**Problem**
Rewrite the lines below, replacing each occurrence of "Target" with "Object" and leaving everything else unchanged.

Recorded data
::::::::

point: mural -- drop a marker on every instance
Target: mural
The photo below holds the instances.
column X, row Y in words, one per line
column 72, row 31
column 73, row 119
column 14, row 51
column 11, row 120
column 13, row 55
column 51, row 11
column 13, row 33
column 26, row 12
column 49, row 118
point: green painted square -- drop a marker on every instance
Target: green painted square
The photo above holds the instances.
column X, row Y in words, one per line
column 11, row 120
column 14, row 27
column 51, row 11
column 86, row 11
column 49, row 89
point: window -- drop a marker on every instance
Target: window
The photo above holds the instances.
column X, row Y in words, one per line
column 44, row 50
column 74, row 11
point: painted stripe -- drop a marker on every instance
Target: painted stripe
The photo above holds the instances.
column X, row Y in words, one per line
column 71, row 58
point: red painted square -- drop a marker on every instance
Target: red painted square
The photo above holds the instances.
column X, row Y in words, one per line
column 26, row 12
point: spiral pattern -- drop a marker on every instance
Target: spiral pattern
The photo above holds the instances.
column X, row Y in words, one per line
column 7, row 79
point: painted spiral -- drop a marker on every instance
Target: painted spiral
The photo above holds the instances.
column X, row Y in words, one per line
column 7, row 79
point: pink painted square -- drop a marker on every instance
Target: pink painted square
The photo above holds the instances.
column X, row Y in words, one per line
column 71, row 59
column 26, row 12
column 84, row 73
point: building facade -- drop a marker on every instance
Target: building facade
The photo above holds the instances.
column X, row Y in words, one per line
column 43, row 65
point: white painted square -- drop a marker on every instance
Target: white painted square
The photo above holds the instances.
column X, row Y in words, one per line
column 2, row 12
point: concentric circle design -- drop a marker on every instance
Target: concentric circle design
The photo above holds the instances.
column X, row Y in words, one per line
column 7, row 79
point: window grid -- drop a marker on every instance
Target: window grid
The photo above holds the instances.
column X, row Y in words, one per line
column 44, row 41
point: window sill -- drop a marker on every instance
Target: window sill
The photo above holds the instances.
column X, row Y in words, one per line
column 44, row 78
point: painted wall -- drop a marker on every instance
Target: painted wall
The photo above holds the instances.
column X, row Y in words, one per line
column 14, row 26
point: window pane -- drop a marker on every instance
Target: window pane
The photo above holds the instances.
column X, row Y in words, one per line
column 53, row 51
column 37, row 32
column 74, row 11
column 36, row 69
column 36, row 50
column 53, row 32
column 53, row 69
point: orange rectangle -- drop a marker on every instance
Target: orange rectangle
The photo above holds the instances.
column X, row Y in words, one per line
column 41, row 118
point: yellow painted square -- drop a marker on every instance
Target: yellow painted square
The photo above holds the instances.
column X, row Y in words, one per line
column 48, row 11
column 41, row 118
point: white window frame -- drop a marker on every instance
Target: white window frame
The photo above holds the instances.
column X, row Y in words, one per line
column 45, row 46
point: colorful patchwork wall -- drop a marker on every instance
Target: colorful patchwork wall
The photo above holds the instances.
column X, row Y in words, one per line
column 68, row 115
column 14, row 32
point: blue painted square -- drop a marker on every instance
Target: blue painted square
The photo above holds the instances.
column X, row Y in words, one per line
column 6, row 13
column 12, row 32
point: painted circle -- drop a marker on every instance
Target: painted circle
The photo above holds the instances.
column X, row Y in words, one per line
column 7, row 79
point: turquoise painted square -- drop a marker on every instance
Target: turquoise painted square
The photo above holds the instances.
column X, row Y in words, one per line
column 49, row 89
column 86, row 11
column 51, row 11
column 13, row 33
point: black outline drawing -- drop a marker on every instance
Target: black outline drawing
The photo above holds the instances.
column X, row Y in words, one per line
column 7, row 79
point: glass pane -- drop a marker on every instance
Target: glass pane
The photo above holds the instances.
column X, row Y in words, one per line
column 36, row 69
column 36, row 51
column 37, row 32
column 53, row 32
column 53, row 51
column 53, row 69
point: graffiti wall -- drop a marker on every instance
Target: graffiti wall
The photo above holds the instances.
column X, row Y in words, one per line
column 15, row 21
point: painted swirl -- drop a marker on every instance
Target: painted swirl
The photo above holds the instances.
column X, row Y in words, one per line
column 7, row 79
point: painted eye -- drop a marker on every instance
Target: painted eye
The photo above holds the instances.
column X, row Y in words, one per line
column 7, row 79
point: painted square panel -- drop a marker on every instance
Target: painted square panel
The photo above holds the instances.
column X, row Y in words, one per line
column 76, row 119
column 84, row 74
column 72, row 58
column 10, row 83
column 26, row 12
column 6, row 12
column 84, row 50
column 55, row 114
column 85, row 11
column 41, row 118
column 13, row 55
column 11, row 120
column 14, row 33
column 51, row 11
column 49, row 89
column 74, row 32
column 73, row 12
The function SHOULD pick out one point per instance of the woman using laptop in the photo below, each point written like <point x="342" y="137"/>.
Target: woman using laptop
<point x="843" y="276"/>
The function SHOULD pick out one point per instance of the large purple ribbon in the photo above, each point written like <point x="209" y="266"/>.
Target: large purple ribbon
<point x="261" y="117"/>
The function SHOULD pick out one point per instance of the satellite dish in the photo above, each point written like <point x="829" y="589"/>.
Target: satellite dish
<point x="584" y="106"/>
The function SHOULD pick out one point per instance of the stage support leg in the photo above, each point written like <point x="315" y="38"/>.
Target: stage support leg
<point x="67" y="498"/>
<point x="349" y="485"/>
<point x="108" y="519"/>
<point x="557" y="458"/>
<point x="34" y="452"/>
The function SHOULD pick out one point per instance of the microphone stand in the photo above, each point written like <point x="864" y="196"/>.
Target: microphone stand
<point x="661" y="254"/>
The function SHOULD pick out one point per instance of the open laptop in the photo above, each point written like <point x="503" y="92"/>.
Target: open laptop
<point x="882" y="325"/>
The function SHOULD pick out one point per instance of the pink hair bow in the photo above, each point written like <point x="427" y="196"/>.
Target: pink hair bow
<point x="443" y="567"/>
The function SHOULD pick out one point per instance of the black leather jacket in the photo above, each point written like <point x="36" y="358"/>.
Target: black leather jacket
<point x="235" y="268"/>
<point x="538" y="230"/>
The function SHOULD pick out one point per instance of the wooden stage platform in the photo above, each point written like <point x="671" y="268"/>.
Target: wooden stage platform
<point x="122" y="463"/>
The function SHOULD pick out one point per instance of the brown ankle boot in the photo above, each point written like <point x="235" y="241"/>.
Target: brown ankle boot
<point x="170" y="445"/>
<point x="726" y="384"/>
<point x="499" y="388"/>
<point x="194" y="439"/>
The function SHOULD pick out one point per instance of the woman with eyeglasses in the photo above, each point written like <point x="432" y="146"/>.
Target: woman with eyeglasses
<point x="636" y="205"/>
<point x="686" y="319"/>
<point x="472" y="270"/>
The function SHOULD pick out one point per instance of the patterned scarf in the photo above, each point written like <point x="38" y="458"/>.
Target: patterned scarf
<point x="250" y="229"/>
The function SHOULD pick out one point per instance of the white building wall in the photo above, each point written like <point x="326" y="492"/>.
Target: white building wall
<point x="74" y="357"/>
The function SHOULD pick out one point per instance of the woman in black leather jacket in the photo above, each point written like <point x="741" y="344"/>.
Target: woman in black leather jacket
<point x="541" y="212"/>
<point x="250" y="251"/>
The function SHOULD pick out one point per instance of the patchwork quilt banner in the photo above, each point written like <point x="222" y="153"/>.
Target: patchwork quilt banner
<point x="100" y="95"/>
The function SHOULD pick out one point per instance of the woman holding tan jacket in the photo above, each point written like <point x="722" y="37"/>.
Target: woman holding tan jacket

::::::::

**Answer below**
point: mural -- drop a marker on every instance
Object: mural
The photo below holds the instances.
column X, row Y in words, one per line
column 72, row 31
column 73, row 119
column 14, row 51
column 11, row 120
column 13, row 55
column 51, row 11
column 13, row 33
column 26, row 12
column 49, row 118
point: green painted square -- drop a marker on every instance
Object: green painted square
The photo above holds the instances.
column X, row Y in words, one per line
column 11, row 120
column 14, row 27
column 51, row 11
column 86, row 11
column 49, row 89
point: window -- drop a marker on every instance
Object: window
The photo above holds the instances.
column X, row Y in words, one per line
column 44, row 50
column 74, row 11
point: painted stripe -- drop a marker on every instance
Object: painted stripe
The photo above holds the instances.
column X, row Y in words, one per line
column 71, row 58
point: red painted square -- drop a marker on every instance
Object: red painted square
The photo above holds the instances.
column X, row Y in words, one per line
column 26, row 12
point: spiral pattern -- drop a marker on every instance
Object: spiral pattern
The photo above holds the instances.
column X, row Y in words, one per line
column 7, row 79
point: painted spiral -- drop a marker on every instance
Object: painted spiral
The photo above holds the instances.
column X, row Y in words, one per line
column 7, row 79
point: pink painted square -- drop a marker on every instance
Object: pink painted square
The photo above holds the instances.
column X, row Y in words, one per line
column 71, row 59
column 26, row 12
column 84, row 73
point: building facade -- drop a marker on every instance
Object: building facade
The photo above holds the instances.
column X, row Y in words, one per line
column 43, row 65
point: white painted square -- drop a marker on every instance
Object: white painted square
The photo above holds the instances.
column X, row Y in words, one per line
column 2, row 12
point: concentric circle design -- drop a marker on every instance
Object: concentric circle design
The photo above holds the instances.
column X, row Y in words, one per line
column 7, row 79
point: window grid -- drop a marker on every instance
Object: window grid
The photo above holds the instances.
column X, row Y in words, one per line
column 44, row 41
point: window sill -- drop a marker on every instance
Object: window sill
The photo above holds the instances.
column X, row Y in words, one per line
column 44, row 78
point: painted wall -- drop a marker on every instance
Object: painted wall
The photo above holds the instances.
column X, row Y in words, one per line
column 14, row 26
point: window pane -- drop a marker on every instance
Object: window pane
The photo above holds the instances.
column X, row Y in words, one per line
column 53, row 51
column 37, row 32
column 74, row 11
column 36, row 69
column 36, row 50
column 53, row 32
column 53, row 69
point: orange rectangle -- drop a marker on every instance
Object: orange rectangle
The photo above holds the instances.
column X, row Y in words, one per line
column 41, row 118
point: yellow painted square -- drop a marker on every instance
Object: yellow painted square
The photo above holds the instances.
column X, row Y in words, one per line
column 48, row 11
column 41, row 118
point: white window frame -- drop a marker on every instance
Object: white window frame
The photo above holds the instances.
column X, row Y in words, one per line
column 45, row 46
point: colorful patchwork wall -- drop a marker on every instance
Object: colorful patchwork wall
The photo above holds the instances.
column X, row Y in words, one per line
column 68, row 115
column 14, row 32
point: blue painted square -- drop a marker on every instance
Object: blue painted square
The photo above holds the instances.
column X, row Y in words, one per line
column 6, row 13
column 12, row 32
point: painted circle -- drop a marker on every instance
Object: painted circle
The photo above holds the instances.
column X, row Y in words, one per line
column 7, row 79
point: turquoise painted square -- drop a marker on every instance
Object: turquoise painted square
The photo above holds the instances.
column X, row Y in words, one per line
column 49, row 89
column 86, row 11
column 51, row 11
column 13, row 33
point: black outline drawing -- drop a marker on every instance
Object: black outline drawing
The photo above holds the instances.
column X, row Y in words, one per line
column 7, row 79
point: glass pane -- drop a marker on every instance
Object: glass pane
The photo above holds the instances.
column X, row Y in words, one per line
column 36, row 69
column 36, row 51
column 37, row 32
column 53, row 32
column 53, row 51
column 53, row 69
point: graffiti wall -- drop a marker on every instance
Object: graffiti wall
The photo above holds the instances.
column X, row Y in words, one per line
column 15, row 21
point: painted swirl -- drop a marker on every instance
Object: painted swirl
The photo above holds the instances.
column X, row Y in words, one per line
column 7, row 79
point: painted eye -- drop a marker on every instance
Object: painted eye
The photo above holds the instances.
column X, row Y in words, one per line
column 7, row 79
point: painted square panel -- drop a marker on every instance
Object: painted square panel
The photo above holds the instances.
column X, row Y in words, one per line
column 76, row 119
column 84, row 74
column 72, row 58
column 10, row 83
column 26, row 12
column 6, row 12
column 84, row 50
column 55, row 114
column 85, row 11
column 41, row 118
column 13, row 55
column 11, row 120
column 14, row 33
column 51, row 11
column 49, row 89
column 74, row 32
column 73, row 12
The function SHOULD pick out one point per instance of the woman using laptop in the photo below, each point written like <point x="342" y="137"/>.
Object: woman using laptop
<point x="843" y="276"/>
The function SHOULD pick out one point per instance of the large purple ribbon in the photo above, each point written like <point x="209" y="266"/>.
Object: large purple ribbon
<point x="261" y="117"/>
The function SHOULD pick out one point per instance of the satellite dish in the photo above, each point written like <point x="829" y="589"/>.
Object: satellite dish
<point x="584" y="106"/>
The function SHOULD pick out one point per instance of the stage support leg in the photo above, each point written like <point x="315" y="38"/>.
Object: stage support leg
<point x="67" y="498"/>
<point x="349" y="485"/>
<point x="108" y="519"/>
<point x="557" y="458"/>
<point x="34" y="452"/>
The function SHOULD pick out one point per instance of the microphone stand in the photo above, each point written like <point x="864" y="196"/>.
Object: microphone stand
<point x="661" y="254"/>
The function SHOULD pick out one point per instance of the open laptop in the photo above, each point written like <point x="503" y="92"/>.
Object: open laptop
<point x="882" y="325"/>
The function SHOULD pick out one point per instance of the pink hair bow in the photo above, each point written like <point x="427" y="196"/>.
Object: pink hair bow
<point x="443" y="567"/>
The function SHOULD pick out one point per instance of the black leather jacket in the photo above, each point written like <point x="36" y="358"/>.
Object: black leather jacket
<point x="235" y="268"/>
<point x="538" y="230"/>
The function SHOULD pick out one point per instance of the wooden stage platform in the photo above, each point written like <point x="671" y="268"/>.
Object: wooden stage platform
<point x="122" y="463"/>
The function SHOULD pick out one point per instance of the brown ankle boot in the photo above, each point written like <point x="235" y="241"/>.
Object: brown ankle boot
<point x="170" y="445"/>
<point x="726" y="384"/>
<point x="499" y="388"/>
<point x="194" y="439"/>
The function SHOULD pick out one point per instance of the woman with eyeglasses in the photo above, each point written like <point x="432" y="146"/>.
Object: woman with eyeglasses
<point x="636" y="205"/>
<point x="686" y="319"/>
<point x="472" y="270"/>
The function SHOULD pick out one point per instance of the patterned scarf in the photo above, each point written like <point x="38" y="458"/>.
Object: patterned scarf
<point x="250" y="229"/>
The function SHOULD pick out one point per instance of the white building wall in the photo above, each point written like <point x="326" y="492"/>.
Object: white building wall
<point x="74" y="357"/>
The function SHOULD pick out one point per instance of the woman in black leather jacket in the photo above, each point written like <point x="741" y="344"/>.
Object: woman in black leather jacket
<point x="541" y="212"/>
<point x="250" y="251"/>
The function SHOULD pick out one point per instance of the patchwork quilt banner in the photo above, each point written like <point x="222" y="153"/>.
Object: patchwork quilt banner
<point x="100" y="95"/>
The function SHOULD pick out one point per instance of the woman holding tan jacket in the photo above, each point written like <point x="722" y="37"/>.
Object: woman holding tan jacket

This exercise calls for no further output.